Appalachian Power Company
1 Riverside Plaza, 28th Floor
Columbus, Ohio 43215
Appalachian Consumer Rate Relief Funding LLC
1 Riverside Plaza, 28th Floor
Columbus, Ohio 43215
October 24, 2013
Securities and Exchange Commission
100 F Street, N.E.
Washington, D.C. 20549
Attn: Arthur C. Sandel and Lulu Cheng, Esq.
| Re: | Appalachian Power Company |
| Appalachian Consumer Rate Relief Funding LLC |
| Registration Statement on Form S-3 |
| File Nos. 333-191392 and 333-191392-01 |
Ladies and Gentlemen:
Appalachian Power Company and Appalachian Consumer Rate Relief Funding LLC (collectively, the “Registrants”) jointly thank you for your letter of comments dated October 18, 2013 (the “Letter”) that relate to the Form S-3 registration statement referenced above (the “Registration Statement”).
We have revised the Registration Statement in response to the Letter, and have also made other related revisions and updating changes where appropriate to the base prospectus and prospectus supplement, and we have, concurrently with the delivery of this letter, filed an Amendment No. 1 to the Registration Statement, including all outstanding exhibits. For your convenience, we have attached to this letter marked pages from the Registration Statement showing the relevant changes.
Registration Statement on Form S-3
COMMENT:
General
1. We note your disclosure on page 40 of the prospectus regarding your other affiliated issuing entities. Please confirm that the depositor or any issuing entity previously established, directly or indirectly, by the depositor or any affiliate of the depositor has been current and timely with Exchange Act reporting during the last twelve months with respect to asset-backed securities involving the same asset class. Please refer to General Instruction I.A.4 to Form S-3. Also, please provide us with
Arthur C. Sandel
Lulu Cheng.
October 24, 2013
Page 2
the CIK codes for any affiliate of the depositor that has offered a class of asset-backed securities involving the same asset class as this offering.
RESPONSE:
We confirm that the depositor and each issuing entity previously established by the depositor and its affiliates have been current and timely with the applicable Exchange Act reporting for the last 12 months with respect to asset-backed securities. The only affiliates of the depositor that have previously issued asset-backed securities involving the same asset class (i.e., ratepayer relief property or similar property under other state laws) are (i) AEP Texas Central Transition Funding LLC, or “TCC Funding I,” whose CIK code is 0001099204; (ii) AEP Texas Central Funding II LLC, or “TCC Funding II,” whose CIK code is 0001366928; (iii) AEP Texas Central Funding III LLC, or “TCC Funding III,” whose CIK code is 0001539816; and (iv) Ohio Phase-In-Recovery Funding, LLC, whose CIK code is 0001577459. TCC Funding I, which filed a Form 15 on January 22, 2003, is not currently subject to reporting obligations under the Exchange Act.
COMMENT:
2. Please confirm that the offered securities will be investment grade securities as defined in General Instruction I.B.2 to Form S-3. See General Instruction I.B.5.(a)(i) to Form S-3.
RESPONSE:
We confirm that the offered securities will be investment grade securities.
COMMENT:
3. We note that, in addition to the CRR property, various types of collateral will also secure the bonds. Please confirm whether any of the underlying collateral will consist of securities for purposes of Rule 190 under the Securities Act.

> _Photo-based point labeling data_
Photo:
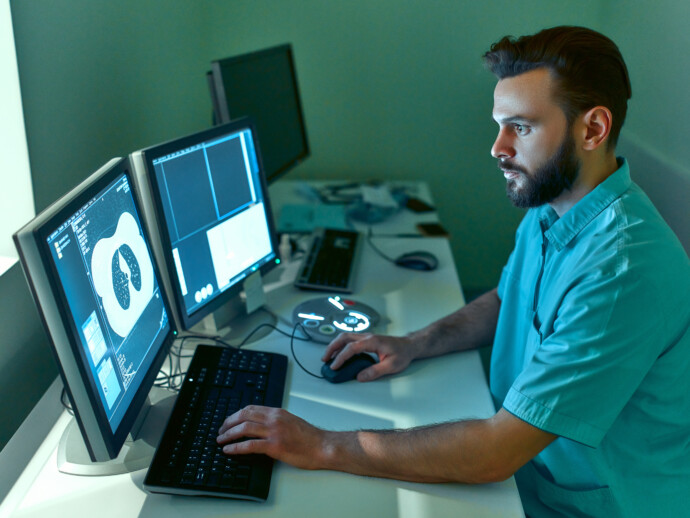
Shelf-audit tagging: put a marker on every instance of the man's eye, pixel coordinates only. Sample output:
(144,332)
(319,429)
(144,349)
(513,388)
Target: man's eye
(521,129)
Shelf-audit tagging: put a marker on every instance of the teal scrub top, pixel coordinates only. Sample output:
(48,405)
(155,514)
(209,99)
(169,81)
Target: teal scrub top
(592,345)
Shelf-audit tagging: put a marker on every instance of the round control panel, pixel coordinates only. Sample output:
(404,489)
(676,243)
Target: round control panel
(325,317)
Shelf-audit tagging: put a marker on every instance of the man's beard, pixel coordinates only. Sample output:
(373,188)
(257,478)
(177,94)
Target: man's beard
(548,182)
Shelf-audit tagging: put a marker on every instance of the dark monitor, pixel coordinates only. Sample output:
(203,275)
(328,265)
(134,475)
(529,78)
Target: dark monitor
(213,216)
(263,85)
(89,265)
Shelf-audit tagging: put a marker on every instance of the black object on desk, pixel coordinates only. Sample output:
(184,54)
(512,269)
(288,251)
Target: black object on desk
(331,262)
(219,382)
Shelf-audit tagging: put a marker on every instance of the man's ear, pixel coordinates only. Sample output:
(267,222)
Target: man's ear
(597,123)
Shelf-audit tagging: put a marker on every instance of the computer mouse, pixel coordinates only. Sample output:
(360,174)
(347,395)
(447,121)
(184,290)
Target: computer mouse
(348,370)
(418,260)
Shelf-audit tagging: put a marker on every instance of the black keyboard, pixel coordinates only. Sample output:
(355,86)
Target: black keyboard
(219,382)
(331,262)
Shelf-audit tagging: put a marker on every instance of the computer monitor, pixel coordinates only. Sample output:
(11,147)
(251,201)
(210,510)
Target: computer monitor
(89,266)
(214,220)
(263,85)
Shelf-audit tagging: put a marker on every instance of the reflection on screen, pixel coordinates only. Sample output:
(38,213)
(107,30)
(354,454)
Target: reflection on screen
(114,301)
(214,213)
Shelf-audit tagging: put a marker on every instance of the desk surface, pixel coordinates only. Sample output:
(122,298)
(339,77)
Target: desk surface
(432,390)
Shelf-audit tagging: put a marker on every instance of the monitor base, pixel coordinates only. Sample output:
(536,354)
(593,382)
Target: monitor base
(232,323)
(73,458)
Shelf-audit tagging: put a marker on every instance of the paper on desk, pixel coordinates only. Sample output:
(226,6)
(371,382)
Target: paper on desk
(378,195)
(305,218)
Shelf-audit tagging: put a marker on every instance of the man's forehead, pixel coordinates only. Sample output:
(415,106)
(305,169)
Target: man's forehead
(526,96)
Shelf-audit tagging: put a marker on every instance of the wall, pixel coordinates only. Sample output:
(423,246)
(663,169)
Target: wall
(101,79)
(392,89)
(396,89)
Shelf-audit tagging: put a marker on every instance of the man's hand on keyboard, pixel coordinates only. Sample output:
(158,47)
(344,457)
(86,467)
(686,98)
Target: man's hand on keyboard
(395,353)
(273,432)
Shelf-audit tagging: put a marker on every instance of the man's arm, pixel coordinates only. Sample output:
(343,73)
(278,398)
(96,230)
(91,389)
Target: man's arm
(476,451)
(472,326)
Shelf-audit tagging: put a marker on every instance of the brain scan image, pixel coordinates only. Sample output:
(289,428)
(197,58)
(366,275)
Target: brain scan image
(123,275)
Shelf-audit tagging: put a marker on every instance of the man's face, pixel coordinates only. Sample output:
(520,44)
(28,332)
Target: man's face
(535,148)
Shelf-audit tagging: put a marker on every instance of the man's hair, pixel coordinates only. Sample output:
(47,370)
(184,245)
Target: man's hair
(587,66)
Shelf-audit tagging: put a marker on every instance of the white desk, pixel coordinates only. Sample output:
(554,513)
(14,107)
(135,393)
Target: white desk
(286,192)
(433,390)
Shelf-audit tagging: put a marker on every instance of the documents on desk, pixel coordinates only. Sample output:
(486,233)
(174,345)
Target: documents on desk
(409,300)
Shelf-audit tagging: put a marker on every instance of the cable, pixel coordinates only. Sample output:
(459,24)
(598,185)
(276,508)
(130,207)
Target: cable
(292,349)
(375,248)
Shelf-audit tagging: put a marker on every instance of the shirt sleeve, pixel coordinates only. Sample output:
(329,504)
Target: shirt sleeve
(593,356)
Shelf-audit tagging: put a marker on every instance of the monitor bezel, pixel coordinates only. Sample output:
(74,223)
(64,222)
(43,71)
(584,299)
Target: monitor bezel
(148,155)
(102,443)
(223,114)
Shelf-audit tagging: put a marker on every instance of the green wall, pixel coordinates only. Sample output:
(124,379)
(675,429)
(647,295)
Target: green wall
(654,39)
(392,89)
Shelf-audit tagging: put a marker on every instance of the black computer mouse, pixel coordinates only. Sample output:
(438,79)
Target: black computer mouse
(418,260)
(348,370)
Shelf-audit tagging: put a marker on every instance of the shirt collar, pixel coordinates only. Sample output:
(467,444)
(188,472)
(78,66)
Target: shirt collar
(560,231)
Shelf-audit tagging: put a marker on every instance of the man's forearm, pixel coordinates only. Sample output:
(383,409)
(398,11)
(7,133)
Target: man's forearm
(464,451)
(471,327)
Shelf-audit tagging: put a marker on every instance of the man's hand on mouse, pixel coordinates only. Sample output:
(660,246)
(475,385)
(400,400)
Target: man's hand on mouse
(395,353)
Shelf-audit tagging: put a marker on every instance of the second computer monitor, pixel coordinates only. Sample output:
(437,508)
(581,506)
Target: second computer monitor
(214,218)
(263,85)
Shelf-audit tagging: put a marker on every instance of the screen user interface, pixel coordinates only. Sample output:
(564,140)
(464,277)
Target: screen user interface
(105,269)
(215,214)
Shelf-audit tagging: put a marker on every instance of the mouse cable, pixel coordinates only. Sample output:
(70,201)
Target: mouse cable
(292,348)
(375,248)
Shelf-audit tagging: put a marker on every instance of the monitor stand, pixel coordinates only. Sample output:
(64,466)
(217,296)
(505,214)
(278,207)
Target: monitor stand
(232,323)
(73,457)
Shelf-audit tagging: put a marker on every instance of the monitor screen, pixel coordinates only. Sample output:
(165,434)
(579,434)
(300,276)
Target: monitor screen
(263,85)
(89,265)
(213,214)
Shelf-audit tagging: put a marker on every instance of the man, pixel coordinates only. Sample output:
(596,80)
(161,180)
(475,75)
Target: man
(591,361)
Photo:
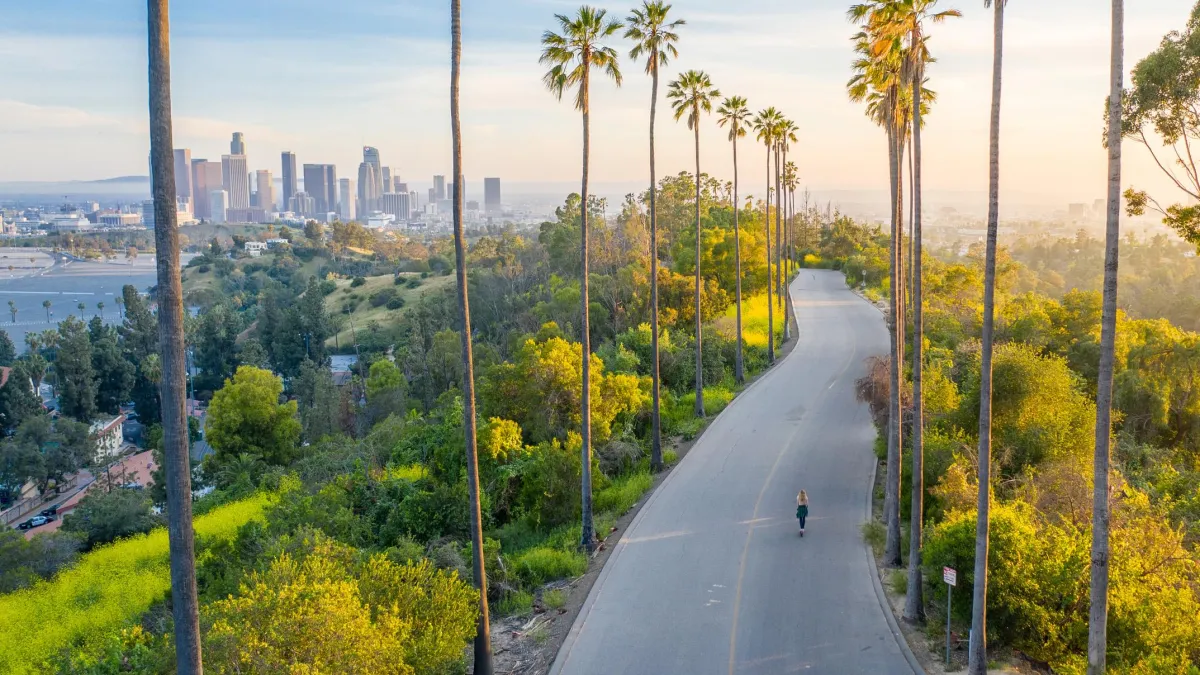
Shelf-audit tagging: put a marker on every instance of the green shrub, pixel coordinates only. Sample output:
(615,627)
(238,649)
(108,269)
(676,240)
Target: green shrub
(541,565)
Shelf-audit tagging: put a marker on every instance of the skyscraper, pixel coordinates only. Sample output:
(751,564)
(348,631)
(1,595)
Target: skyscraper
(184,175)
(321,184)
(207,178)
(289,178)
(235,180)
(492,195)
(265,190)
(346,197)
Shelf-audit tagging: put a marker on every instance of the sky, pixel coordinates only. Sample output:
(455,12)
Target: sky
(325,78)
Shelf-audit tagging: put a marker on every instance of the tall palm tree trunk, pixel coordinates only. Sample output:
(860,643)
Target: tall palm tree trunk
(895,298)
(483,632)
(915,605)
(588,531)
(978,649)
(738,363)
(700,359)
(657,383)
(771,300)
(1098,617)
(181,541)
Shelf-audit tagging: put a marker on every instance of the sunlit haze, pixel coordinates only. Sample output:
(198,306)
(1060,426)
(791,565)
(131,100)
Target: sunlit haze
(324,78)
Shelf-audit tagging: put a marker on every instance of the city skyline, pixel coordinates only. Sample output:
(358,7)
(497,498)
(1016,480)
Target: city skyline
(793,58)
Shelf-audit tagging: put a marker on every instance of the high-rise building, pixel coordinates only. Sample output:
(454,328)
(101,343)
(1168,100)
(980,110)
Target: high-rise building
(235,180)
(265,190)
(346,197)
(219,203)
(289,178)
(321,184)
(397,204)
(492,195)
(184,174)
(205,178)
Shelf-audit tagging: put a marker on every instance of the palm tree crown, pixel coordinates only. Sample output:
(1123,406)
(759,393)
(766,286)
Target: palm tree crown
(690,95)
(652,35)
(573,52)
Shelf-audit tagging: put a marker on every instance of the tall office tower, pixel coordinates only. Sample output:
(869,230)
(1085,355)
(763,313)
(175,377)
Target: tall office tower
(265,190)
(184,174)
(219,203)
(370,189)
(289,178)
(321,184)
(346,196)
(492,195)
(235,180)
(397,204)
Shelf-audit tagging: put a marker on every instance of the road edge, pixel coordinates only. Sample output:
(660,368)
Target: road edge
(581,616)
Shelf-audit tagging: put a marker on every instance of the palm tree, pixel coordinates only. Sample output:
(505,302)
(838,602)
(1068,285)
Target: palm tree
(877,83)
(571,54)
(693,95)
(655,39)
(483,633)
(735,114)
(1098,619)
(766,124)
(185,607)
(977,663)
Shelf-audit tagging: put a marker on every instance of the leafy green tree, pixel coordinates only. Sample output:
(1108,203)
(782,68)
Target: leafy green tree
(691,95)
(571,54)
(77,377)
(246,417)
(103,517)
(654,37)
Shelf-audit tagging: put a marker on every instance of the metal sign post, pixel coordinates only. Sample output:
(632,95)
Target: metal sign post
(951,577)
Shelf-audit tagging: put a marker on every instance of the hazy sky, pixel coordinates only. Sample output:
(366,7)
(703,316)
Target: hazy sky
(324,78)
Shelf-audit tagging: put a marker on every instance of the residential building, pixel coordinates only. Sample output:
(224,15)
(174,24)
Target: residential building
(184,174)
(346,197)
(492,195)
(321,184)
(265,190)
(235,180)
(289,178)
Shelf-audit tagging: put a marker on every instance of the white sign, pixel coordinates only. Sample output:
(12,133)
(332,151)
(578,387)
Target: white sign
(949,575)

> _DO THIS_
Write the next part of the letter to the Securities and Exchange Commission, starting right after its last sentence.

> _TASK RESULT_
RESPONSE:
We confirm that none of the underlying collateral will consist of securities for purposes of Rule 190 under the Securities Act. The only types of collateral other than the consumer rate relief property consist of contract rights under the various documents, the Capital Subaccount established to hold the initial capital contribution to the equity account, and the other accounts held with the Indenture Trustee into which collections of the property are held pending distributions of the same to bondholders. The funds in such accounts may be invested in Permitted Investments as described in the Registration Statement.
Arthur C. Sandel
Lulu Cheng.
October 24, 2013
Page 3
COMMENT:
4. We note that you have indicated here and on page II-8 that Exhibit 3.1 (Certification of Formation of Appalachian Consumer Rate Relief Funding LLC), Exhibit 24.1 (Power of Attorney and Resolutions of Appalachian Power Company) and Exhibit 24.2 (Power of Attorney and Resolutions of Appalachian Consumer Rate Relief Funding LLC) have been filed as exhibits to the registration statement; however, these exhibits have not actually been filed. We further note that multiple signatories have signed the registration statement in reliance upon valid powers of attorney. Please file these exhibits with your next amendment.
RESPONSE:
We confirm that all of the above-described exhibits were filed concurrently with the filing of the Amendment No. 1 to the Registration Statement.
COMMENT:
5. Additionally, please file your other exhibits with the next amendment and remove the reference to Item 601(b)(1) of Regulation S-K in your footnote here and on page II-8. Please confirm that all finalized agreements, including any exhibits to these agreements, will be filed simultaneously with or prior to the final prospectus, including unqualified legal and tax opinions. Refer to Item 1100(f) of Regulation AB and Instruction 1 to Item 601 of Regulation S-K.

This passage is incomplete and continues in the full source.